STATED TASK: Please report every line of the data below that contains the word "dark", copying each line in full. Case counts.

## start DATA PROVIDED

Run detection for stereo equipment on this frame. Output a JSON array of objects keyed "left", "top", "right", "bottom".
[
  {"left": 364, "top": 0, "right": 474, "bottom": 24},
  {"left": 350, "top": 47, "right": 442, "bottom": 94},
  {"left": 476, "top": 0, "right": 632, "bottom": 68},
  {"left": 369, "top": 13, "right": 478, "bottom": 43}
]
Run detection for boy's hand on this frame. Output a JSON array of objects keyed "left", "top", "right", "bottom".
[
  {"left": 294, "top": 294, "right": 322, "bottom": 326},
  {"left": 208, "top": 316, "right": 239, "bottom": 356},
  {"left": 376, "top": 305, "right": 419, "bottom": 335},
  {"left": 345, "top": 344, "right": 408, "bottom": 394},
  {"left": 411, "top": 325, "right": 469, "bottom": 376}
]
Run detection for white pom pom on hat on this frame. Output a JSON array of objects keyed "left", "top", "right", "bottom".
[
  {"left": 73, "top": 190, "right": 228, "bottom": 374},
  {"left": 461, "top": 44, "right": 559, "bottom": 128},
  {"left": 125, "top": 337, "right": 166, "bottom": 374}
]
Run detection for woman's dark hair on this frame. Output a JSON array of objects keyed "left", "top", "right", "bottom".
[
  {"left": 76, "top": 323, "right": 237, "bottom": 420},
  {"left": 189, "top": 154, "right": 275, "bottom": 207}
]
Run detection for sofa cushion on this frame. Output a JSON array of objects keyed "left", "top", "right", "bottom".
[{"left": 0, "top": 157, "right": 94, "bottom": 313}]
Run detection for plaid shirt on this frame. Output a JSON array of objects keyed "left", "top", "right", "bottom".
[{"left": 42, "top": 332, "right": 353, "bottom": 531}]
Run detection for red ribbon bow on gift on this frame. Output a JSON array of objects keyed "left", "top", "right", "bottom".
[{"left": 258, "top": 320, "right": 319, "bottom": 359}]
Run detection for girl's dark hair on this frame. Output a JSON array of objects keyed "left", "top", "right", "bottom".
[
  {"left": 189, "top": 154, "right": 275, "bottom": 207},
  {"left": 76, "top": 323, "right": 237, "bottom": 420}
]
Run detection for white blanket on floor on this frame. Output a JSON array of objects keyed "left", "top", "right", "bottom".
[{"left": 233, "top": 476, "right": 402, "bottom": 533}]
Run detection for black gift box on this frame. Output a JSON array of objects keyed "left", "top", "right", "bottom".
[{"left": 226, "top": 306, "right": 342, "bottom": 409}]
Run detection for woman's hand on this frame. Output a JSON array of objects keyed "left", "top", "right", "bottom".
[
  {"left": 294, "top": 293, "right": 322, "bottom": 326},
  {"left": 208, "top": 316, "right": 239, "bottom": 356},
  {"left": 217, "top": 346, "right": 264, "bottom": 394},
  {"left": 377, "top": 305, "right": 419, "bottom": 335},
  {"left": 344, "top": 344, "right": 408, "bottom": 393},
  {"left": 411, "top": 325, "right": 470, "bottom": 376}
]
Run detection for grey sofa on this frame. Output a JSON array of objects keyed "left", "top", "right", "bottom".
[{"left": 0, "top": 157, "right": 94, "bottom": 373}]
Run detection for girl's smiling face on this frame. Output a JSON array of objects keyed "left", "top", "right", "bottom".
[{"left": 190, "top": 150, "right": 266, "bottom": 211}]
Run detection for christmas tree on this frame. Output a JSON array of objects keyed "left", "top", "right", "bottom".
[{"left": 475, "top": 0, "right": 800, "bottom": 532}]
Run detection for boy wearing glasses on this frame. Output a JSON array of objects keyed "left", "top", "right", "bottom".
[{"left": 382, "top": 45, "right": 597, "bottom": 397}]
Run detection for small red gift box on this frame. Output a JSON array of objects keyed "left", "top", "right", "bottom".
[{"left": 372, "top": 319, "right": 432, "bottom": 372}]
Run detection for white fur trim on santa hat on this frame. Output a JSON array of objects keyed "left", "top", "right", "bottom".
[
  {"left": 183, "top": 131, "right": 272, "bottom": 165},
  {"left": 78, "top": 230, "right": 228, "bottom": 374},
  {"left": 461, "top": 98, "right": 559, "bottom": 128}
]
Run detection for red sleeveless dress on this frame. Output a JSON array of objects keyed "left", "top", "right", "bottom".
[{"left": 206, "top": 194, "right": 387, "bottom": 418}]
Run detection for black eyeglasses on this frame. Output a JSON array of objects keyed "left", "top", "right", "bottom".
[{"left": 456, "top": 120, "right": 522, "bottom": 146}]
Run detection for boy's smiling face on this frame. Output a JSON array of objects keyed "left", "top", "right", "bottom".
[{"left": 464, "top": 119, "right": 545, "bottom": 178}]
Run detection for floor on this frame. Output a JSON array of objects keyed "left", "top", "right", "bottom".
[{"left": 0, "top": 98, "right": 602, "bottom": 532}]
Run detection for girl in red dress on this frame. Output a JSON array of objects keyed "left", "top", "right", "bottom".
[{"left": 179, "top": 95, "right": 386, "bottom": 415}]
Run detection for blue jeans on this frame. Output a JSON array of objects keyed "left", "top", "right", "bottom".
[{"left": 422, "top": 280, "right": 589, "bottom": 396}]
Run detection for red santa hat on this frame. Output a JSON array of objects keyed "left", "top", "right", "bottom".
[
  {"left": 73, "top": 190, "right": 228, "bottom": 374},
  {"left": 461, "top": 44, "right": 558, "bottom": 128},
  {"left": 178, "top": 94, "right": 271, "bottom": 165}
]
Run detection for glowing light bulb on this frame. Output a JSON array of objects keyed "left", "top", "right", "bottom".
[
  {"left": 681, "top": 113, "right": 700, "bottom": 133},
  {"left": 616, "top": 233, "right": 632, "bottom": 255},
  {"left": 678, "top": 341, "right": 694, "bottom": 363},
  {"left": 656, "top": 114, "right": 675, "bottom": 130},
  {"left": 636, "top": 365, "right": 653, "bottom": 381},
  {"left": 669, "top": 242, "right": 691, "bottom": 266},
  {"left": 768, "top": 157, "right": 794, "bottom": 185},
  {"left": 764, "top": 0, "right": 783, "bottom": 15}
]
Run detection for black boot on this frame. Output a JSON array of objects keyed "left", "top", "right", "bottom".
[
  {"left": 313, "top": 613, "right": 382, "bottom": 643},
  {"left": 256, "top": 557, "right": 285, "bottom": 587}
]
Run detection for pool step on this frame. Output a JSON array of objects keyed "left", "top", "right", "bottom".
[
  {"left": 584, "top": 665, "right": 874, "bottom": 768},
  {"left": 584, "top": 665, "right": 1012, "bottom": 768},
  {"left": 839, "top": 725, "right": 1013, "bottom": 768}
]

## end DATA PROVIDED

RESPONSE FOR THIS EXERCISE:
Run detection for woman's dark hair on this frame. Output a JSON array of objects keyed "left", "top", "right", "bottom".
Run detection for girl's dark hair on this frame. Output a JSON array of objects keyed "left", "top", "right", "bottom".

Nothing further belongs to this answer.